• _Dataset content_

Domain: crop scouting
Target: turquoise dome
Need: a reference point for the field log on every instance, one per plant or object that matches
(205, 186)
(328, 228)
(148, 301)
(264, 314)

• _Stated task_
Render every line of the data above as a JSON list of strings, one string per line, leaving out blank lines.

• _Response_
[
  "Domain: crop scouting",
  "Target: turquoise dome",
  "Need: a reference point for the field log on every instance, one per plant or object that matches",
  "(205, 186)",
  "(328, 228)",
  "(148, 301)",
  "(264, 314)"
]